Travail demandé —
(A) Relevez toutes les personnes nommées dans le passage sur le concept de Musique.
(B) Recopiez à l'identique chacune des lignes du listing, de la première à la dernière.

Texte d'étude —

--

Ainsi,
comme on le voit, cette dernière approche du concept de Musique
provient et correspond conjointement aux quatrième et cinquième acceptions
du mot “musical” tel que nous l'avons analysé précédemment, à
savoir le musical comme condition de possibilité et processus
d'engendrement de la Musique. Condition et processus qui ne sont
autres que celle et celui de la temporalité envisagée non comme mémoire
totalisante ou synthèse d'instants, mais comme matrice de production de
chacun à la fois identique et différent: le musicien, tel que le conçoit
John Cage, ne cherche pas à maîtriser, clôturer, hiérarchiser
cette production, mais en épouse, dans une passivité consentie, le
surgissement imprévisible dans le devenir foncièrement hétérogène
de la Nature à laquelle nous appartenons. En ce sens, comme
l'ajustement noté Daniel Charles, la vision cagienne rejoint ou recoupe
la théorie rhizomatique ou machinique de Gilles Deleuze et Félix
Guattari exposée dans Mille Plateaux et L'Inconscient machinique (13).
Selon
eux, il y a dans la Nature un processus de différenciation radical
immanent à un devenir de forces matérielles qui constitue une trame
intensive semblable aux arborescences sauvages et aléatoires des
rhizomes végétaux, que chacun modalise à sa manière dans sa diversité
et spécificité sensorielle. Autrement dit, chaque corporéité est régie
par un mécanisme d' “agencement de temporalisation” qui peut être
sonore, visuel, tactile, gustatif ou olfactif et “plus généralement
comportemental ”; mécanisme que Deleuze et Guattari appellent la
“ritournelle” dans la mesure où c'est l'émission sonore de ces
chants répétitifs et pourtant différents qui manifeste et par là
symbolise le mieux cette gestion temporelle fondamentale; comme telle,
la ritournelle est, par conséquent, disent ces deux auteurs, “le
contenu proprement musical, le bloc de contenu propre à la musique”
(14).

--

Listing fourni —
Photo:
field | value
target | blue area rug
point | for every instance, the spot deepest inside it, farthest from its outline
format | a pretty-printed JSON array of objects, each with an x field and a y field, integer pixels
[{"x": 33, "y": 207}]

--

Corrigé de l'exercice —
(A) John Cage, Daniel Charles, Gilles Deleuze, Félix Guattari

(B)
Photo:
field | value
target | blue area rug
point | for every instance, the spot deepest inside it, farthest from its outline
format | a pretty-printed JSON array of objects, each with an x field and a y field, integer pixels
[{"x": 33, "y": 207}]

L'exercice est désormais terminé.